Return word for word the stretch from the start of the records through the line containing "M162 139L162 151L148". Leave the pictures out of your answer.

[start DATASET]

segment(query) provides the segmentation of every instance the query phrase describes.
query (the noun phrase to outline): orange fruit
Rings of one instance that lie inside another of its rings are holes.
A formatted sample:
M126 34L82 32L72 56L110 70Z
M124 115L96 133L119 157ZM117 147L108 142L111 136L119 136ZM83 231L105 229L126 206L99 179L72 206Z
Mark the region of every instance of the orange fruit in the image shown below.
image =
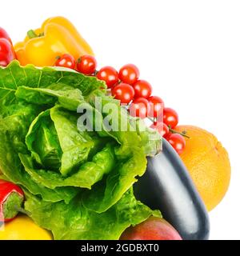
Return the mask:
M192 126L178 126L186 130L186 149L180 155L205 202L213 210L223 198L230 185L230 163L227 151L210 132Z

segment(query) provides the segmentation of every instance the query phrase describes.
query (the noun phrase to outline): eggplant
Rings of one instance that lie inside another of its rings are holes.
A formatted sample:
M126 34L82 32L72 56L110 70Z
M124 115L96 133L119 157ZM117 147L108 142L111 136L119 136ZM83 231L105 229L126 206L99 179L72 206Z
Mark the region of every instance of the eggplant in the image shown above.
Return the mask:
M162 139L162 151L148 158L145 174L134 184L136 198L163 218L184 240L207 240L210 222L186 167L169 144Z

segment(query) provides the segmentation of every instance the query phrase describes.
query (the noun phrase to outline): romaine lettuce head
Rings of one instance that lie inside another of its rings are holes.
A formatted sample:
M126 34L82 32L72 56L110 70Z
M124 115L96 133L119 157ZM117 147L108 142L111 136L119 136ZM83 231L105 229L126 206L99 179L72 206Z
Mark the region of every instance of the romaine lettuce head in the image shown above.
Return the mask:
M69 70L0 69L0 169L57 239L118 238L157 214L132 186L161 138L106 93L102 81Z

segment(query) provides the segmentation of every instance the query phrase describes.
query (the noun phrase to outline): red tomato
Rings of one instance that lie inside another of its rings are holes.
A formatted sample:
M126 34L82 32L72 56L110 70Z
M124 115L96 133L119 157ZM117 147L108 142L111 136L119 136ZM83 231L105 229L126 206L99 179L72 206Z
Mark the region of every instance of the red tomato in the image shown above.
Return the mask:
M157 124L153 123L150 127L157 130L162 137L166 138L169 134L168 126L162 122L157 122Z
M134 97L134 90L131 86L122 82L112 88L112 95L121 103L128 104Z
M0 38L0 66L6 66L14 58L12 44L6 38Z
M9 41L10 42L10 44L12 44L11 38L10 38L10 36L8 35L6 31L2 27L0 27L0 38L5 38L7 41Z
M70 54L63 54L57 57L55 62L56 66L68 67L69 69L74 70L76 66L74 58Z
M139 78L139 70L134 64L126 64L119 70L119 79L129 85L137 82Z
M159 117L163 111L164 102L163 100L158 96L151 96L148 98L150 106L150 116L151 118Z
M178 231L166 220L150 217L126 229L120 240L182 240Z
M168 142L178 154L181 154L186 147L186 141L184 138L178 134L172 134L169 137Z
M144 98L138 98L131 103L129 110L131 116L145 118L150 111L149 102Z
M118 73L114 68L106 66L98 72L97 78L105 81L107 87L111 88L118 82Z
M97 62L91 55L81 56L77 62L77 70L86 75L92 74L97 67Z
M163 122L174 129L178 123L178 113L170 107L165 107L163 109Z
M138 80L133 84L135 91L135 97L143 97L148 98L152 94L151 85L145 80Z

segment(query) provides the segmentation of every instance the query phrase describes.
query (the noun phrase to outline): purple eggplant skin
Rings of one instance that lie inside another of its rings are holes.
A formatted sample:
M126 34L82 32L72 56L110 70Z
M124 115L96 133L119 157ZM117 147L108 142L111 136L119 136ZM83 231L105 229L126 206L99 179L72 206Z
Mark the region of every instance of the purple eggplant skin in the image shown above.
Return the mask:
M162 152L148 158L145 174L134 184L136 198L163 218L183 240L207 240L207 210L182 159L163 138Z

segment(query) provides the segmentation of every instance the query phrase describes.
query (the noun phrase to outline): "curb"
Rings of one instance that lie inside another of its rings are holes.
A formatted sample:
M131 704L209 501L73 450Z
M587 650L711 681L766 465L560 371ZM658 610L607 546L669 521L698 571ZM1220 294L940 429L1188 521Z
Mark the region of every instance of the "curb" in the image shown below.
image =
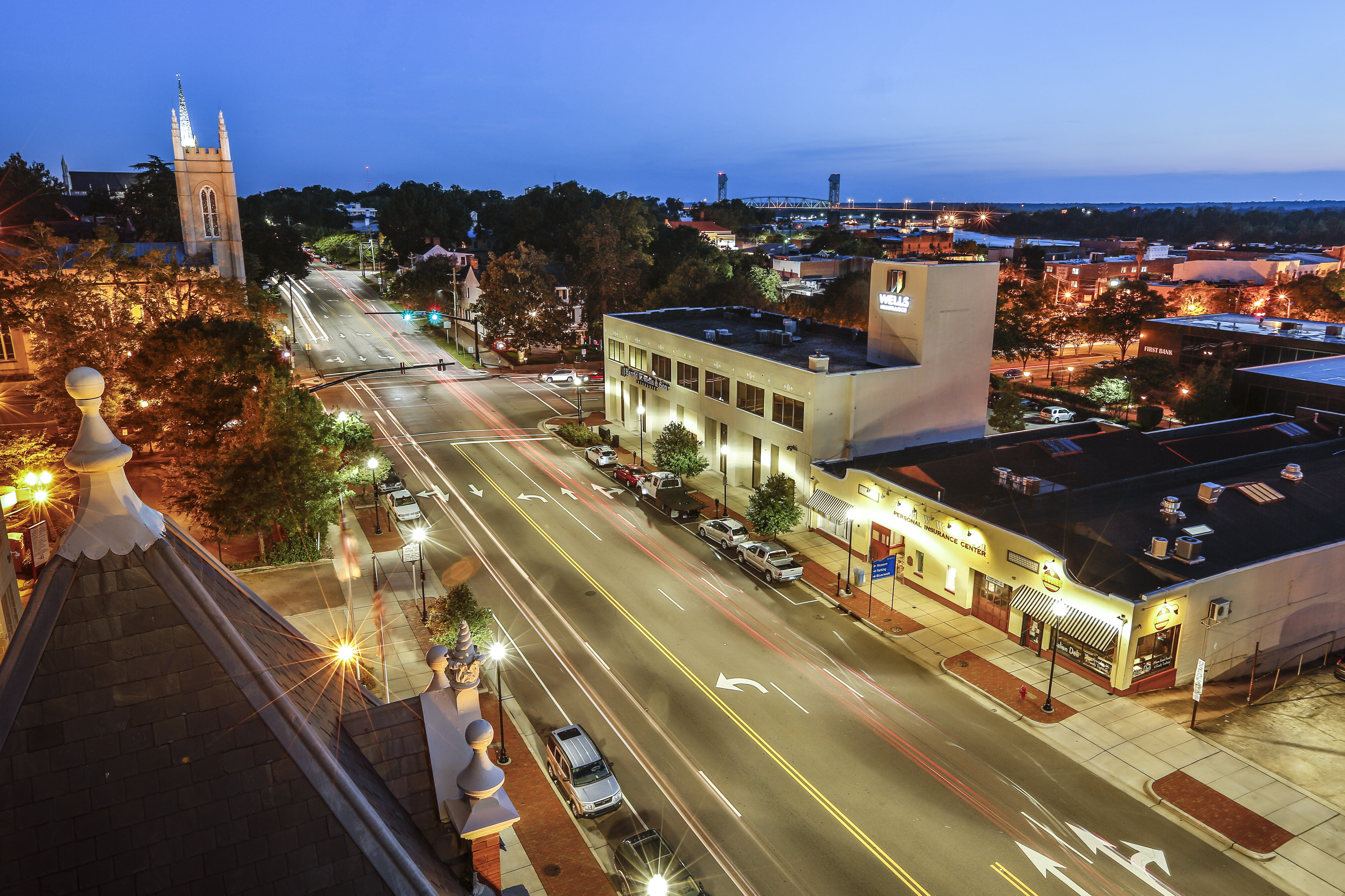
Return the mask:
M1013 707L1010 707L1007 703L1005 703L999 697L994 696L989 690L985 690L985 689L979 688L978 685L967 681L966 678L963 678L962 676L959 676L956 672L954 672L952 669L950 669L948 665L947 665L948 660L952 660L952 657L944 657L943 660L939 661L939 665L943 668L944 672L947 672L950 676L952 676L954 678L956 678L958 681L960 681L966 686L974 689L976 693L985 696L987 700L993 700L994 703L997 703L1001 707L1003 707L1005 709L1007 709L1010 713L1017 715L1018 717L1014 719L1014 721L1026 721L1029 725L1033 725L1036 728L1046 728L1046 729L1052 728L1053 725L1059 725L1060 724L1059 721L1037 721L1036 719L1029 719L1028 716L1024 715L1022 709L1014 709Z
M1224 834L1221 832L1215 830L1213 827L1210 827L1205 822L1200 821L1198 818L1196 818L1190 813L1185 811L1184 809L1181 809L1176 803L1167 802L1166 799L1163 799L1162 797L1159 797L1157 793L1154 793L1154 779L1153 778L1145 778L1145 793L1158 801L1155 803L1155 806L1165 806L1173 814L1181 817L1181 819L1185 821L1186 823L1192 825L1193 827L1200 829L1202 833L1209 834L1210 837L1213 837L1219 842L1225 844L1229 849L1236 849L1237 852L1240 852L1243 856L1247 856L1248 858L1255 858L1259 862L1268 862L1271 858L1278 858L1279 857L1279 853L1258 853L1258 852L1252 852L1251 849L1247 849L1245 846L1233 842L1232 840L1229 840L1228 834Z

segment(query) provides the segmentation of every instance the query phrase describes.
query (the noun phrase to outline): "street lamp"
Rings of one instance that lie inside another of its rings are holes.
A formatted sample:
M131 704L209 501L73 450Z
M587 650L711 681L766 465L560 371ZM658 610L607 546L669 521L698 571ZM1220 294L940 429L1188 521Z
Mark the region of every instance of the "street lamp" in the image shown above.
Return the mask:
M1056 614L1056 619L1050 623L1050 677L1046 680L1046 703L1041 704L1042 712L1056 711L1056 708L1050 704L1050 690L1056 684L1056 638L1059 633L1059 626L1056 623L1060 622L1060 617L1069 611L1069 607L1065 606L1064 600L1056 600L1056 603L1050 607L1050 611Z
M504 645L496 641L491 645L491 649L486 654L491 658L491 662L495 664L495 699L500 703L500 751L495 758L496 766L507 766L514 762L508 758L508 754L504 752L504 685L502 684L503 680L500 678L500 673L504 669L504 657L507 653L508 650Z
M722 520L729 514L729 443L720 443L720 472L724 474L724 513L720 514Z
M366 466L369 467L369 484L374 488L374 535L382 535L383 529L378 525L378 482L374 481L374 472L378 470L378 458L369 458ZM387 528L393 528L391 519L387 520Z
M644 404L642 403L635 408L635 412L640 415L640 459L638 463L644 463Z
M841 595L850 596L850 544L854 541L854 521L863 519L863 510L850 508L845 512L845 590ZM839 595L838 595L839 596Z
M416 543L416 559L420 562L421 625L426 625L429 622L429 607L425 603L425 527L417 525L414 529L412 529L412 541Z

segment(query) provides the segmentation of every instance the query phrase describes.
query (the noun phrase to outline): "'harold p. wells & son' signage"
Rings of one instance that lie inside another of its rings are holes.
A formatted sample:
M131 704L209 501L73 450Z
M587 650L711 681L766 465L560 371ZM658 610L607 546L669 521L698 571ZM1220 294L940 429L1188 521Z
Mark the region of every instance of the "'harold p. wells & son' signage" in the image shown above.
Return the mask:
M650 376L644 371L638 371L633 367L623 367L621 376L629 376L632 380L643 386L644 388L667 388L668 384L656 376Z

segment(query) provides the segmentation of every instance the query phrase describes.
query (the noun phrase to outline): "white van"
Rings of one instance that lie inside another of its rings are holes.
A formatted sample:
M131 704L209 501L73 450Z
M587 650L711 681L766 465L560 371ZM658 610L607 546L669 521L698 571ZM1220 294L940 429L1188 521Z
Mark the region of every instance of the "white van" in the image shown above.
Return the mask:
M546 771L578 818L594 818L621 805L621 786L612 766L580 725L546 736Z

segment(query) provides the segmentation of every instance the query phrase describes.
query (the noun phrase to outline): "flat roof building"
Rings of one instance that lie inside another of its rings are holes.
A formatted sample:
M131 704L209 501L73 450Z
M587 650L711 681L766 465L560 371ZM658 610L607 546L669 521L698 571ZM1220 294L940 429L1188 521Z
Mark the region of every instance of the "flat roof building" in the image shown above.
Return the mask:
M873 263L869 329L749 308L603 318L607 416L679 420L736 485L985 433L998 266ZM729 453L721 455L720 446Z
M1111 692L1323 656L1345 627L1345 418L1075 423L814 463L810 523ZM1204 622L1209 622L1206 630ZM1217 623L1217 629L1212 627ZM1258 646L1259 645L1259 646Z

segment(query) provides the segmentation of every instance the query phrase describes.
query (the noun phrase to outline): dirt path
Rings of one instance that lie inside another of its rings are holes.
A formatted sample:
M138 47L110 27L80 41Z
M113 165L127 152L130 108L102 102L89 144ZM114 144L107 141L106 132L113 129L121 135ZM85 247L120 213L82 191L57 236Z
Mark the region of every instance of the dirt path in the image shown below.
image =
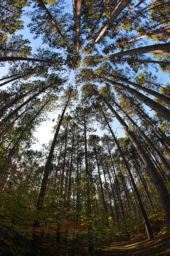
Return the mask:
M114 256L170 256L170 232L148 241L146 238L114 243L103 255Z

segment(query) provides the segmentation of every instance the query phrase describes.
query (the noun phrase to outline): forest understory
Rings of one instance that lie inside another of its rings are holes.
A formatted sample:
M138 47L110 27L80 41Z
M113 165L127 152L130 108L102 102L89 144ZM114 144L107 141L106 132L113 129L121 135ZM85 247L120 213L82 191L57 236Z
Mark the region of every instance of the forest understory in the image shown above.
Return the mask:
M0 256L170 256L170 1L0 3Z

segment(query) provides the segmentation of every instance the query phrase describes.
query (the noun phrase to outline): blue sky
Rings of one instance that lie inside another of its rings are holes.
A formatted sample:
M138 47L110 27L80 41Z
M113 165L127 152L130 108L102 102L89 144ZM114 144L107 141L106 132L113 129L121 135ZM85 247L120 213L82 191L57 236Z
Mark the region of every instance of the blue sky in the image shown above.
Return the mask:
M71 13L72 12L72 1L67 1L66 2L70 4L70 6L68 9L68 11L70 13ZM26 7L24 9L26 11L30 10L30 7ZM21 20L24 20L25 22L24 28L22 30L18 31L16 34L22 34L23 35L24 38L28 39L31 42L30 45L33 47L33 50L34 48L35 49L39 46L41 46L43 48L46 48L47 46L48 46L46 45L45 44L42 45L42 42L40 37L36 39L33 39L33 35L30 33L29 28L27 27L27 24L31 22L31 19L28 17L25 16L22 17ZM147 40L147 42L148 45L154 44L156 42L150 40ZM147 56L149 54L147 54ZM0 72L1 76L2 76L5 74L7 73L7 67L8 66L7 65L4 68L1 68ZM156 73L155 69L152 68L151 67L150 71L153 74L155 74L158 76L159 79L162 78L164 80L164 83L166 84L168 82L169 78L169 74L163 73L160 70L158 73ZM73 81L73 79L74 78L74 71L72 71L70 73L70 82L72 84L73 83L73 84L74 82ZM7 85L9 86L9 84L8 84ZM5 87L4 89L5 89ZM151 116L152 115L153 111L150 111L150 109L147 106L145 106L145 109L149 112L150 115ZM54 118L56 120L57 119L58 114L60 113L60 110L57 110L48 114L48 117L50 119L50 120L42 122L41 125L37 128L36 131L34 133L34 136L38 139L39 141L35 144L33 144L32 147L33 149L38 150L40 149L41 148L42 144L48 143L49 140L53 139L53 135L52 131L53 130L53 127L55 124L55 122L53 122L52 121L52 119ZM120 124L119 122L115 119L112 124L112 128L113 131L115 131L117 127L117 135L119 137L124 137L125 136L124 132L120 131ZM100 130L98 127L96 123L95 124L94 128L97 129L97 131L95 133L99 136L102 136L104 132L106 133L107 132L107 131L105 132L104 131Z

[end DATASET]

◆ SOLUTION FOR THIS EXERCISE:
segment(query) provides the segmentation of every instance the query phrase describes.
query (the noun phrase to outline): orange fruit
Rings of one instance that lie inside another of its rings are holes.
A formatted sample:
M126 34L82 32L72 56L110 70Z
M124 115L96 133L119 157ZM117 147L108 142L111 136L119 136ZM83 231L105 229L126 206L99 179L72 206Z
Mark the region of every instance of the orange fruit in the image shown below.
image =
Return the mask:
M192 126L178 126L186 130L186 149L180 155L205 202L213 210L223 198L230 185L230 163L227 151L210 132Z

segment(query) provides the segmentation of every instance the query phrase describes.
query (the noun phrase to outline): eggplant
Rings of one instance that lie inside another of its rings are holes.
A formatted sample:
M126 34L82 32L72 56L110 70Z
M124 115L96 133L119 157ZM117 147L108 142L111 136L119 136ZM83 231L105 229L126 206L99 179L72 206Z
Mark the region of every instance of the eggplant in the image shown above.
Return the mask:
M162 139L162 151L148 158L145 174L134 184L136 198L163 218L184 240L207 240L210 222L186 167L169 144Z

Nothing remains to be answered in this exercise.